*Data provided*:
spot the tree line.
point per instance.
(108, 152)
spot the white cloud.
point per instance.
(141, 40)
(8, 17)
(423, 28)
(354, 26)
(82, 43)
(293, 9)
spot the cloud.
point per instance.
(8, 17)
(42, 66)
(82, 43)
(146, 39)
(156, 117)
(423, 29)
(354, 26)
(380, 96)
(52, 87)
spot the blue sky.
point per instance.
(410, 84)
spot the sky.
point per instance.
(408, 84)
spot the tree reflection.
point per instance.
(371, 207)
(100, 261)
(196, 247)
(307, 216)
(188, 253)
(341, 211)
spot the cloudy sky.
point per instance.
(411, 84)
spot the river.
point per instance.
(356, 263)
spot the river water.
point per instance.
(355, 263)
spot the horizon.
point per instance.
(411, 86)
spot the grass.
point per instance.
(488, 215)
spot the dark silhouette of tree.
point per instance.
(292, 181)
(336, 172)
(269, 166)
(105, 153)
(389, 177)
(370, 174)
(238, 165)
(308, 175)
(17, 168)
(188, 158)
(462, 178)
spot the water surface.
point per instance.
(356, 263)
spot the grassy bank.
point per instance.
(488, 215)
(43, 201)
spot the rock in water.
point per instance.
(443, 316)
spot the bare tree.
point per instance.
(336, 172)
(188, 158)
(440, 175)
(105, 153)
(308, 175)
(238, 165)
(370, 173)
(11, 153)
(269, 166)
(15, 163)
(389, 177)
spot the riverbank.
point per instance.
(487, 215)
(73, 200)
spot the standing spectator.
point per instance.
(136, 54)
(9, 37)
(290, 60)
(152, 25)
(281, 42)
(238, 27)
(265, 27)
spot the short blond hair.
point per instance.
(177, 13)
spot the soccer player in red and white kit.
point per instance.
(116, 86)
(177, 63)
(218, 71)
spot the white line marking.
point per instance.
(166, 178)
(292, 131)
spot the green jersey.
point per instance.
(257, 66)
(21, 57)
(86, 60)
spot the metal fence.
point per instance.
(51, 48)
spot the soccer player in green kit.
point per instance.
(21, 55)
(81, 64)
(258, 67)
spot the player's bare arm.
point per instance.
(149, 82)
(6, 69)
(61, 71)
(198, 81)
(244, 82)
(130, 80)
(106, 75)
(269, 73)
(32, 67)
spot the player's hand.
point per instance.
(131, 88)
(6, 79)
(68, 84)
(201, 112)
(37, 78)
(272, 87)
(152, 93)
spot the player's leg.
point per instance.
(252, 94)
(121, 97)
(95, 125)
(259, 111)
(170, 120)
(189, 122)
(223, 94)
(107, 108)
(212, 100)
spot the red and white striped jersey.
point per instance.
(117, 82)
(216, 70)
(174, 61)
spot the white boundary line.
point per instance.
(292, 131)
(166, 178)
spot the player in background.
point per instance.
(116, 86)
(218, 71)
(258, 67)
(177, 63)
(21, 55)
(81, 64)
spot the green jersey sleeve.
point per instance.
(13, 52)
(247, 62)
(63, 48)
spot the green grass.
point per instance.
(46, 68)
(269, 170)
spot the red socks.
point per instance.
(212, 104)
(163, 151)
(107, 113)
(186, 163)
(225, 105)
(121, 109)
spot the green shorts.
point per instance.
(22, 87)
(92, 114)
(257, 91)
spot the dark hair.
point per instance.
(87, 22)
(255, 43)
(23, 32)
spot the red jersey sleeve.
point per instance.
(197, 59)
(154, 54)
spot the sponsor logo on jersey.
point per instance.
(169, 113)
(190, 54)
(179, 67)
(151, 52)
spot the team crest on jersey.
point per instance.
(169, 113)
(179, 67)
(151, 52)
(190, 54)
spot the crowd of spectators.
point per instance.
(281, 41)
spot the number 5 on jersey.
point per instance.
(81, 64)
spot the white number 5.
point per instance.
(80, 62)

*What needs to be done*:
Print again the material above, limited to the lines from the one holding "spot the red and white striped jersey." through the last, inclusive.

*Reply*:
spot the red and white striped jersey.
point per instance.
(117, 82)
(216, 70)
(174, 61)
spot the white boundary line.
point per instance.
(292, 131)
(166, 178)
spot the player in background.
point per instance.
(116, 86)
(218, 71)
(258, 67)
(177, 63)
(21, 55)
(81, 64)
spot the green jersey sleeve.
point per instance.
(13, 52)
(247, 62)
(63, 48)
spot the green grass.
point per instance.
(46, 68)
(269, 170)
spot the red socks.
point per instance.
(212, 104)
(163, 151)
(107, 113)
(186, 163)
(225, 105)
(121, 109)
spot the green shorts.
point per instance.
(22, 87)
(92, 114)
(257, 91)
spot the dark hair.
point per instance.
(87, 22)
(255, 43)
(23, 32)
spot the red jersey sleeve.
point per instance.
(197, 59)
(154, 54)
spot the sponsor logo on jersey.
point per instance.
(169, 113)
(190, 54)
(179, 67)
(151, 52)
spot the team crest on jersey.
point per instance.
(169, 113)
(179, 67)
(151, 52)
(190, 54)
spot the crowd of spectators.
point per instance.
(281, 41)
spot the number 5 on jersey.
point per instance.
(81, 64)
spot the white number 5.
point per instance.
(80, 62)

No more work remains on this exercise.